— begin Excerpt to read —
Bazant and the debunkers counter this intuition by reminding us that the structure, relative to the forces involves, was much closer to its threshold for collapse that, say, a stack of icecubes. Once we are reminded of that, we are put at a greater remove from our intuitions about how the materials involved would respond. Suddenly we don't really know what to expect. And that's why this film may not move ordinary people (not debunkers, who, as you say, are not really your audience) as much as you would like.

You don't understand yet

People who defend the official story for how the buildings came down aren't "debunkers", they are deniers, and Jon's experiments effectively debunk Bazant et al.'s arguments, since they make no stipulations on the "threshold for collapse." Furthermore, the "threshold for collapse" argument is debunked by Jon's wood block drop experiment. Understood?

Seriously

I've looked at the issue for a long time. I believe a conversation about how/why the WTC collapsed is important, not just in regard to conclusion ("9/11 was an inside job") but in regard to the details. I'm very curious about the details, and NIST disappoints that curiosity at almost every turn. They don't seem interested in the details. That's why I follow 9/11 blogger and the truth movement more generally. It has a larger proportion of people who are interested in looking at the evidence in detail, and thinking various theories through. It's a long conversation, and this thread is nowhere near the point where any of us needs to be dismissed as a "denier" who refuses to understand. My comment was not very different from pointing out that the lighting could be improved, or that there was a spelling mistake on a slide. I was trying to suggest a way of showing the same thing, but in a more convincing way. Understand?
— end Excerpt to read —
(Parts of the exercise)
[1] Print the WTC collapse discussion between "You don't understand" and "drop experiment. Understood?", inclusive.
[2] In the WTC collapse discussion, which experiment is said to debunk the "threshold for collapse" argument?
[3] Go on with the WTC collapse discussion from its last sentence.
The rows aren't needed for any of this.
— begin Given entries —
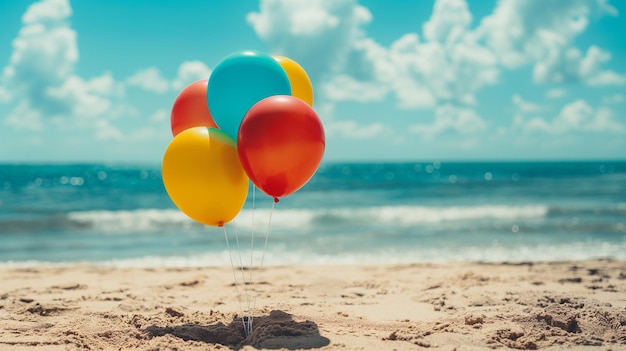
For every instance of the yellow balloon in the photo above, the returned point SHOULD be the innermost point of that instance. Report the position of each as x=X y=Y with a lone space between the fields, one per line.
x=203 y=176
x=300 y=83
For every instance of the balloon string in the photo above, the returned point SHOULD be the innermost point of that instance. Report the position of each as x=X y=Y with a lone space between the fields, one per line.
x=251 y=258
x=243 y=279
x=232 y=266
x=267 y=233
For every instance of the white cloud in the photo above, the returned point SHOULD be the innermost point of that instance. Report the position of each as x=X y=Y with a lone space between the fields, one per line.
x=344 y=87
x=450 y=19
x=25 y=117
x=555 y=93
x=40 y=72
x=451 y=118
x=5 y=95
x=577 y=116
x=616 y=98
x=149 y=79
x=302 y=29
x=525 y=106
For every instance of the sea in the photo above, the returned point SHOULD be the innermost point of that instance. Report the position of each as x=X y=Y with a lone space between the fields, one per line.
x=348 y=213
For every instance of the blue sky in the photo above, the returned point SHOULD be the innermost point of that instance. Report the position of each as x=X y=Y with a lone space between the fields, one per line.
x=84 y=81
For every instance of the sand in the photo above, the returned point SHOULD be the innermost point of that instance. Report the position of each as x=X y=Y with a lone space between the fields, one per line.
x=450 y=306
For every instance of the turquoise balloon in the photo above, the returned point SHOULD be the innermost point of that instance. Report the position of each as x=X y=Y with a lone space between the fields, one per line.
x=238 y=82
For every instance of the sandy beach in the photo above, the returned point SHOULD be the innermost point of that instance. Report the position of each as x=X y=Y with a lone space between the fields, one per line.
x=451 y=306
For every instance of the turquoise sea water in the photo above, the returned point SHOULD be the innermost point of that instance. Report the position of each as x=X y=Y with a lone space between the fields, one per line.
x=348 y=213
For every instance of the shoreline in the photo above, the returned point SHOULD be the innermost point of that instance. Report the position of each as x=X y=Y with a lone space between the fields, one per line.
x=407 y=306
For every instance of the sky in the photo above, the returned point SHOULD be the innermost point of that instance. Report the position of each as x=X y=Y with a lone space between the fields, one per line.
x=448 y=80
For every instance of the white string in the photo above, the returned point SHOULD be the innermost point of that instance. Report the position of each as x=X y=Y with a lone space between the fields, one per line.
x=250 y=317
x=267 y=233
x=232 y=266
x=245 y=285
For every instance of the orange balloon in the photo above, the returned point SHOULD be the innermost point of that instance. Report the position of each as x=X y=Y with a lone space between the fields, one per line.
x=280 y=144
x=191 y=109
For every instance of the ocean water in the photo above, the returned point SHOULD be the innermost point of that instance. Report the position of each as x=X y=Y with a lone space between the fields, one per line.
x=348 y=213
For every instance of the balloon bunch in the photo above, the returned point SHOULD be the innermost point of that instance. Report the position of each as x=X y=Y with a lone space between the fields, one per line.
x=252 y=119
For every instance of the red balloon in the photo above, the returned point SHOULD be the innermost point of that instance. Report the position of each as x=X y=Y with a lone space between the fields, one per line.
x=280 y=144
x=191 y=109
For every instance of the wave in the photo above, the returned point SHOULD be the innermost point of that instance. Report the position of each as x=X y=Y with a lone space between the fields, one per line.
x=173 y=219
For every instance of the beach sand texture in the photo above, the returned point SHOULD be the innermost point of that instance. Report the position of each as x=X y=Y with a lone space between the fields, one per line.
x=448 y=306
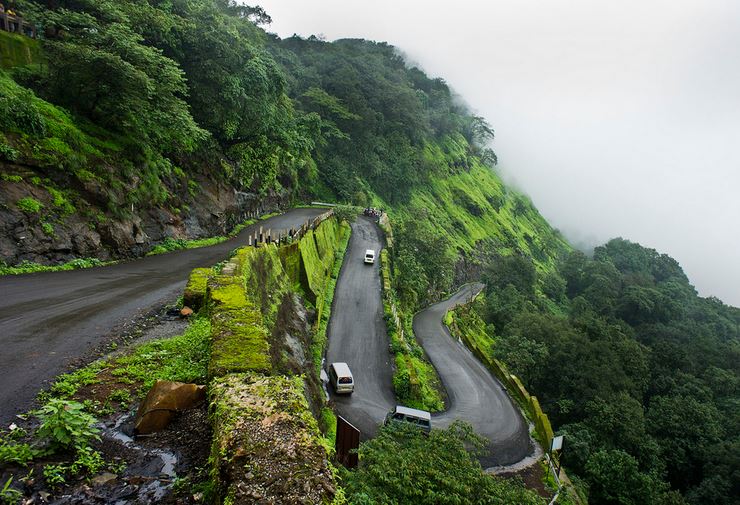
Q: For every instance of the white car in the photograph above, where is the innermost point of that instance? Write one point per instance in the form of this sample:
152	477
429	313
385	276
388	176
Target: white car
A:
369	257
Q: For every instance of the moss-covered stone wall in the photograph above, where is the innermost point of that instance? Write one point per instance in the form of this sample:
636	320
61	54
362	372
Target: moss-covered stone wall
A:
17	50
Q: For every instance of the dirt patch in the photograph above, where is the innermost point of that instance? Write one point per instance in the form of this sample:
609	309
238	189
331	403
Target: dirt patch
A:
147	467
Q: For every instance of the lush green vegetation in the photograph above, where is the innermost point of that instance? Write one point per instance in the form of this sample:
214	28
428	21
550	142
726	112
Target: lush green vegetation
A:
402	465
638	372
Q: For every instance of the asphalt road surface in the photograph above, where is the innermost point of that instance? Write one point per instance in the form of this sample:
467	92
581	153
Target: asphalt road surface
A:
48	319
357	333
474	394
357	336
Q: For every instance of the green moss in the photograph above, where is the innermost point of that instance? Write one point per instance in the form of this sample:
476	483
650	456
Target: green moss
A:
27	267
263	433
319	344
29	205
265	279
11	178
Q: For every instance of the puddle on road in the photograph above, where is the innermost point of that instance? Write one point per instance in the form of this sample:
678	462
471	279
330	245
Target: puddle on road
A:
148	478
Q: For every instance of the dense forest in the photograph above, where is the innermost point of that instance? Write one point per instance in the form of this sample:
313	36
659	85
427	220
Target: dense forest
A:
639	373
134	105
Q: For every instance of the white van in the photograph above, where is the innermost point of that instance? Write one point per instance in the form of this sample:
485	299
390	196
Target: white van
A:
341	378
419	418
369	257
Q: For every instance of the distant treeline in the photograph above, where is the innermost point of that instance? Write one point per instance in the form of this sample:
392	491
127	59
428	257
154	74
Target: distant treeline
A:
639	373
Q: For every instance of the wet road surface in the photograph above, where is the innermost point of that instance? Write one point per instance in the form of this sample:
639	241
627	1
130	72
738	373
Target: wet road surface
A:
474	394
357	336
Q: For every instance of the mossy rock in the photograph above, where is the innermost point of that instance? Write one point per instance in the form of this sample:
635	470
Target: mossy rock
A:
238	334
194	295
18	50
266	445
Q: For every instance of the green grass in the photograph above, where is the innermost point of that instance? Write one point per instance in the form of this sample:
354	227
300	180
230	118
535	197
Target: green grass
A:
29	205
183	358
170	244
320	340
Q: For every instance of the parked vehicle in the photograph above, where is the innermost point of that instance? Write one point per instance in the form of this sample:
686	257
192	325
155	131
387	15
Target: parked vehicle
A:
369	257
341	378
419	418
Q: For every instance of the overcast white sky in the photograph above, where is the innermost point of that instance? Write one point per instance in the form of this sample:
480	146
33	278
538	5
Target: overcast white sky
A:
617	118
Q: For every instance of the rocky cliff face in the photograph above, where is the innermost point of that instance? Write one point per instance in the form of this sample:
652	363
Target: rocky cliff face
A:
36	227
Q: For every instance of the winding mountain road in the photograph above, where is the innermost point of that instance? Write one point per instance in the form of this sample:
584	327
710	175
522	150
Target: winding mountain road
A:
357	333
48	319
357	336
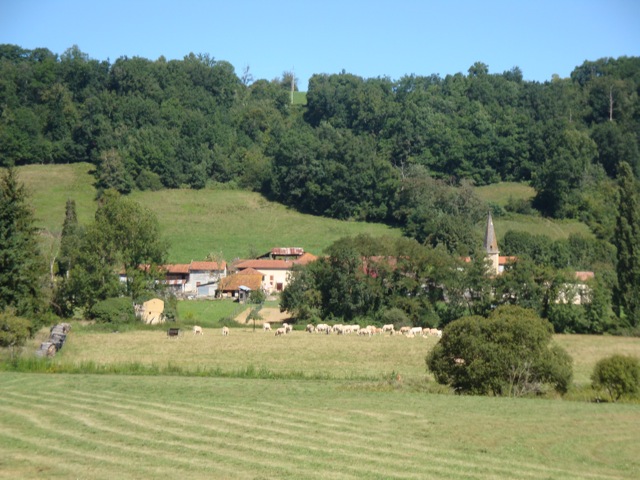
— end Given entries —
(Written responses)
[1]
You don't understand yet

People who defend the official story for how the buildings came down aren't "debunkers", they are deniers, and Jon's experiments effectively debunk Bazant et al.'s arguments, since they make no stipulations on the "threshold for collapse." Furthermore, the "threshold for collapse" argument is debunked by Jon's wood block drop experiment. Understood?

[2] Jon's wood block drop experiment.

[3]
Please understand

My comments about those "who defend the official story for how the buildings came down" was not a reference to you, as I gathered you are undecided on that particular matter. Also, the term "collapsed" doesn't rightly represent what happened to the towers, which is why neither NIST nor any other defenders of the top-down collapse story can provide any experimental conformation to support their claims. Again, all one needs to know to debunk the 9/11 deniers is what Richard P. Feynman once noted:

"It doesn't matter how beautiful your theory is, it doesn't matter how smart you are. If it doesn't agree with experiment, it's wrong."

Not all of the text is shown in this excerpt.